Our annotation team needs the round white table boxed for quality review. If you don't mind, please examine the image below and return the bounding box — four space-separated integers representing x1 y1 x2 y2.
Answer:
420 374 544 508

* * *

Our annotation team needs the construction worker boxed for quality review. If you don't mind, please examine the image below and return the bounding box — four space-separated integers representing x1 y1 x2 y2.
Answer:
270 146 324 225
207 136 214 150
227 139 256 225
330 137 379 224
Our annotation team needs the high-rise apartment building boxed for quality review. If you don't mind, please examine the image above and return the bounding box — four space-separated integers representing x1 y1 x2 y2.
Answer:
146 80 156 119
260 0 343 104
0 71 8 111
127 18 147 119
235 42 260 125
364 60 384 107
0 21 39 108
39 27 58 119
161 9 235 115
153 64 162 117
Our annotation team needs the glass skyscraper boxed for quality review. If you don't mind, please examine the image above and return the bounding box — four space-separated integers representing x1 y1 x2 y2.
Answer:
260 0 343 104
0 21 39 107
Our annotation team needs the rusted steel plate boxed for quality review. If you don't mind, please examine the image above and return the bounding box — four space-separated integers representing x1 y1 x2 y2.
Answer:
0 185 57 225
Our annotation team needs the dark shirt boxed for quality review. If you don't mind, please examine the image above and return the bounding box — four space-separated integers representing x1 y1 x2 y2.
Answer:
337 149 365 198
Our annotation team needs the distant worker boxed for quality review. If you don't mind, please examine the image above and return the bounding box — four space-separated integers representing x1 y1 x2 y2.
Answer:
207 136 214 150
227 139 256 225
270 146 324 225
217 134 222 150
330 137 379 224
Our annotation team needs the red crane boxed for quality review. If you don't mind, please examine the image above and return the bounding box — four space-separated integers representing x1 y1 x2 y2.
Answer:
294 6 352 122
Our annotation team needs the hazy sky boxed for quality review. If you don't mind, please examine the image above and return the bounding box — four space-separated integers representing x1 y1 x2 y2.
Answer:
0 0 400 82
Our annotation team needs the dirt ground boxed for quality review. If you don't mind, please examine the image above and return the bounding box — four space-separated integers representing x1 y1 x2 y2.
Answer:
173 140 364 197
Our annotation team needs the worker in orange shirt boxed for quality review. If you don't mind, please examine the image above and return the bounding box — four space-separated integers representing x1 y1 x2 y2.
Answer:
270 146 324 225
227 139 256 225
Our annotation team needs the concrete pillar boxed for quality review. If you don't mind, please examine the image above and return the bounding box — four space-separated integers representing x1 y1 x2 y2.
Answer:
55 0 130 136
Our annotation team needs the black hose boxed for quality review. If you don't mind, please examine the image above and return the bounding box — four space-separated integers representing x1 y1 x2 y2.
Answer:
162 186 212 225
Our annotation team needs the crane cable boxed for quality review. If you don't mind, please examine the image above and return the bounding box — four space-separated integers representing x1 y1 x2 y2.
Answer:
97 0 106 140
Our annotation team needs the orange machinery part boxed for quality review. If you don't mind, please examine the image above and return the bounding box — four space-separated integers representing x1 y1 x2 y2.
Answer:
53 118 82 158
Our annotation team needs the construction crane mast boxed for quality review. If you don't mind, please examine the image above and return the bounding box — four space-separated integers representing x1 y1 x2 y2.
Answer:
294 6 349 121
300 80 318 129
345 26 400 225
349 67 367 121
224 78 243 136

--

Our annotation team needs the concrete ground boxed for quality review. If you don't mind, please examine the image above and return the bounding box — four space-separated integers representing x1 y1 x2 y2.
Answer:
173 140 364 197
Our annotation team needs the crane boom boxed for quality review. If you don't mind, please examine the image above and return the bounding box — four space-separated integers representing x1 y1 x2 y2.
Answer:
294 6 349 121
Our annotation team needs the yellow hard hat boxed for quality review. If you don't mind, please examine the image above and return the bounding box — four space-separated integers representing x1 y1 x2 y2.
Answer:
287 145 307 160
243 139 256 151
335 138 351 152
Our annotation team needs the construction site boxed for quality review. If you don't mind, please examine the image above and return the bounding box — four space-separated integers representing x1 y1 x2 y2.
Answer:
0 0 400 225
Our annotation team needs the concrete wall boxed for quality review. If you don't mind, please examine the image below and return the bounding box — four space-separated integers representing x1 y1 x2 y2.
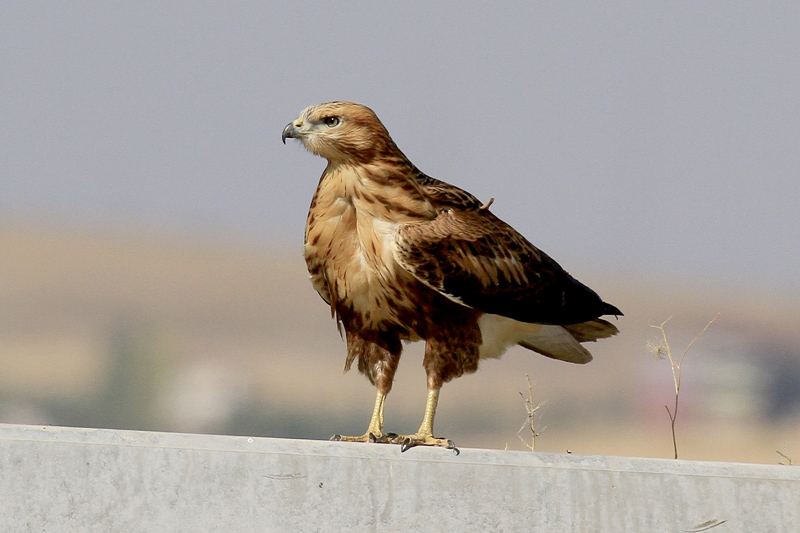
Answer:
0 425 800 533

> SET TASK: Render the part of the material that opens with the line containing "Our annotation team needs the construction site" and closes with the line containing "0 425 800 533" as a JSON list of strings, one string per line and both end lines included, with blank lines omitted. Leave the pictures out of the answer.

> THE REPLY:
[
  "Our annotation team needs the construction site boxed for quality review. If you don't mind, please examine the image above and return the bounding box — four space-separated integers representing x1 y1 x2 y2.",
  "Answer:",
  "0 0 400 225",
  "Our annotation team needs the concrete wall boxed for quality review. If you don't mind, please examine the image below and return the bounding box — four space-separated integers representing x1 y1 x2 y2.",
  "Answer:",
  "0 425 800 533"
]